** START OF Information provided **
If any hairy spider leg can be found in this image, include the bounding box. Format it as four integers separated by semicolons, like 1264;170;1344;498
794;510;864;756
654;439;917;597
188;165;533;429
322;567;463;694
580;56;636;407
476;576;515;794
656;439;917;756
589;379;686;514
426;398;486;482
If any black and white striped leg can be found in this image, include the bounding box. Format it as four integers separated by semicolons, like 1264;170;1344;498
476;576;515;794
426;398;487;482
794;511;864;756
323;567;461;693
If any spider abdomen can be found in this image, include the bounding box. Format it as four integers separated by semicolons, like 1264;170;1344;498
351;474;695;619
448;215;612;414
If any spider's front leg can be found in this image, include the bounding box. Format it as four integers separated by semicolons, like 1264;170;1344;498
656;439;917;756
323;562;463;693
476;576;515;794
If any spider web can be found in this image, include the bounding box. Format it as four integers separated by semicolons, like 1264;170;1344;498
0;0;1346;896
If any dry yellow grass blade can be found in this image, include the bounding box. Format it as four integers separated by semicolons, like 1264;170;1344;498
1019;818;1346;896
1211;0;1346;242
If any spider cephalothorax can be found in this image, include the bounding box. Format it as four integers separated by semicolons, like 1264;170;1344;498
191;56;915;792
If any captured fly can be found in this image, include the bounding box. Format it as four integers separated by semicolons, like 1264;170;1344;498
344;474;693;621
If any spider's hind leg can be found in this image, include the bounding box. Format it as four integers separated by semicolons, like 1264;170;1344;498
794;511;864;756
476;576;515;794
** END OF Information provided **
** START OF Information provided **
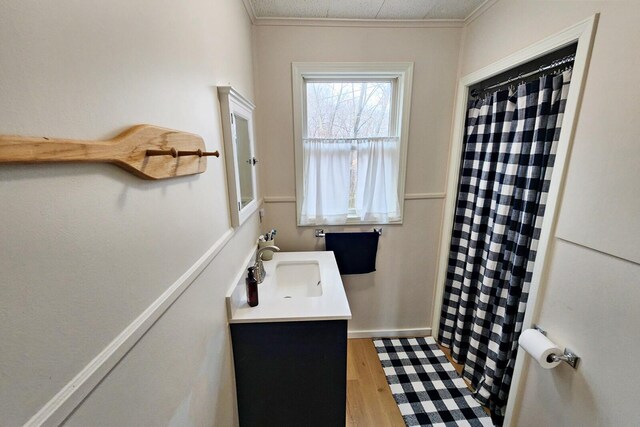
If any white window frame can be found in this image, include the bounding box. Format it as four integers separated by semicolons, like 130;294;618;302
** END OF Information provided **
Prompt: Copy out the part that opens with the line containing "If any spider's front" and closes with the line containing "344;474;693;621", replacing "bounding box" with "enclosing rectangle" and leaving everything else as it is.

Result:
If any spider's front leg can be found in this image, include the enclosing rectangle. Format it as four integers separated by semicolons, like 1264;170;1344;498
656;439;917;756
323;562;463;693
476;576;515;794
If any spider web can be found in this image, include the enclosing rectangle. Format it as four integers separated by semicolons, like 1264;170;1344;498
0;0;1346;896
If any dry yellow grass blade can be found in this image, include the enclosing rectangle. Format it as four integers separated by semicolons, like 1264;170;1344;498
1019;818;1346;896
1211;0;1346;242
If any spider cephalothorax can be found in this image, include the enclosing rectangle. Format it as four integers separated by semicolons, like 1264;170;1344;498
191;56;915;792
If any captured fly can be found in this image, include the enclosing rectangle. Format it as four integers separated by semicolons, like 1264;170;1344;498
344;474;693;621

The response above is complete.